### Set problem
Put every line below into a JSON list of strings, one string per line, with blank lines and pictures left out.

╭─ Given records

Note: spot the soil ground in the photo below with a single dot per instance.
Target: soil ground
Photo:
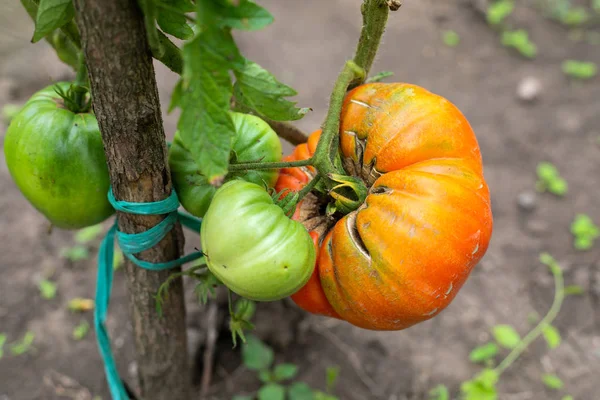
(306, 47)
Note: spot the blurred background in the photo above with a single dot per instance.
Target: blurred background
(506, 72)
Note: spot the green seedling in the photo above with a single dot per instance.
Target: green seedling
(579, 69)
(584, 232)
(451, 38)
(550, 180)
(519, 40)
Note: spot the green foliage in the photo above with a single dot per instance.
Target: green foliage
(498, 11)
(51, 15)
(89, 234)
(552, 381)
(481, 387)
(584, 232)
(259, 357)
(2, 342)
(484, 353)
(550, 180)
(451, 38)
(206, 88)
(506, 336)
(24, 345)
(519, 40)
(440, 392)
(81, 330)
(47, 289)
(75, 253)
(579, 69)
(552, 336)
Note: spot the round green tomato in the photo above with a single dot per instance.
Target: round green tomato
(252, 246)
(254, 141)
(57, 160)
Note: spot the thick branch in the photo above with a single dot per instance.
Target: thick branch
(127, 107)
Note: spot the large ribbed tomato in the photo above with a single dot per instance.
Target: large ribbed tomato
(403, 255)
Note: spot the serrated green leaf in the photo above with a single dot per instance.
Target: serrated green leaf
(259, 90)
(579, 69)
(256, 355)
(552, 381)
(172, 20)
(285, 371)
(81, 330)
(552, 336)
(51, 15)
(271, 391)
(47, 289)
(75, 253)
(573, 290)
(205, 124)
(331, 377)
(24, 345)
(440, 392)
(451, 38)
(300, 391)
(484, 352)
(88, 234)
(498, 11)
(506, 336)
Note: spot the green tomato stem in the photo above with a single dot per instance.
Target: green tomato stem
(559, 295)
(269, 165)
(375, 15)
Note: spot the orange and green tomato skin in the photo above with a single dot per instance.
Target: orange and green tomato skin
(404, 254)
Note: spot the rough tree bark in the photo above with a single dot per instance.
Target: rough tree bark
(127, 107)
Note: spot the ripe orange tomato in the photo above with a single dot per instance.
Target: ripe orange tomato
(402, 256)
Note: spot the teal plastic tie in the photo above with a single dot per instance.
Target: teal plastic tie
(131, 244)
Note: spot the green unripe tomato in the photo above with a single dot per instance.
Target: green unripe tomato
(252, 246)
(57, 161)
(254, 140)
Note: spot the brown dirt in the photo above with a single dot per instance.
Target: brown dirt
(306, 48)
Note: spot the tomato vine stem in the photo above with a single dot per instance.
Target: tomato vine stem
(269, 165)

╰─

### In response
[
  "Note: spot the soil ground in the photo below with a single dot per instance.",
  "Target: soil ground",
  "Photo:",
  "(306, 47)",
  "Note: spot the blurred background in the photo above with a single dot per instance.",
  "Target: blurred background",
  "(506, 72)",
  "Note: spot the green seedling in the photo above with a single dot per instance.",
  "Target: green seedling",
  "(579, 69)",
  "(584, 232)",
  "(451, 38)",
  "(550, 180)",
  "(519, 40)",
  "Note: spot the green foliage in the photo above with a single dot per instance.",
  "Target: green foliage",
  "(498, 11)",
  "(51, 15)",
  "(89, 234)",
  "(552, 381)",
  "(481, 387)",
  "(584, 232)",
  "(259, 357)",
  "(2, 342)",
  "(484, 353)",
  "(550, 180)",
  "(451, 38)",
  "(206, 88)",
  "(506, 336)",
  "(24, 345)",
  "(519, 40)",
  "(440, 392)",
  "(81, 330)",
  "(47, 289)",
  "(75, 253)",
  "(579, 69)",
  "(552, 336)",
  "Note: spot the round green tomato in the photo above with a single dot per instance.",
  "Target: round green tomato",
  "(252, 246)",
  "(254, 141)",
  "(57, 160)",
  "Note: spot the thick branch in the photo above with a single dot per instance.",
  "Target: thick branch",
  "(127, 107)",
  "Note: spot the large ribbed tomato in the photo above with a single dot per instance.",
  "Target: large ribbed tomato",
  "(403, 255)",
  "Note: spot the serrated green leaf in the photo above with a single dot per instance.",
  "Target: serrated green leaf",
  "(259, 90)",
  "(579, 69)",
  "(256, 355)",
  "(552, 381)",
  "(172, 20)",
  "(285, 371)",
  "(81, 330)",
  "(552, 336)",
  "(51, 15)",
  "(271, 391)",
  "(47, 289)",
  "(75, 253)",
  "(573, 290)",
  "(205, 124)",
  "(331, 377)",
  "(24, 345)",
  "(440, 392)",
  "(451, 38)",
  "(300, 391)",
  "(484, 352)",
  "(88, 234)",
  "(498, 11)",
  "(506, 336)",
  "Note: spot the green tomato stem in the photo above with a single dot per instance.",
  "Target: green tomato stem",
  "(559, 295)",
  "(269, 165)",
  "(375, 15)",
  "Note: spot the orange and green tomato skin in the photo above with a single dot per instance.",
  "Target: orange and green tomato skin",
  "(404, 254)",
  "Note: spot the rough tree bark in the photo above with a single dot per instance.",
  "Target: rough tree bark",
  "(127, 107)",
  "Note: spot the ripe orange tomato in the photo above with a single dot per instance.",
  "Target: ripe orange tomato",
  "(402, 256)",
  "Note: spot the teal plastic tie in the photo above with a single dot per instance.",
  "Target: teal plastic tie",
  "(131, 244)",
  "Note: spot the green unripe tomato in the photo above with a single dot per instance.",
  "Target: green unripe tomato",
  "(252, 246)",
  "(57, 161)",
  "(254, 140)",
  "Note: spot the brown dirt in the photo above with a single dot per instance.",
  "Target: brown dirt",
  "(306, 48)",
  "Note: spot the tomato vine stem in the photo above with a single dot per instance.",
  "Target: tomato vine stem",
  "(269, 165)"
]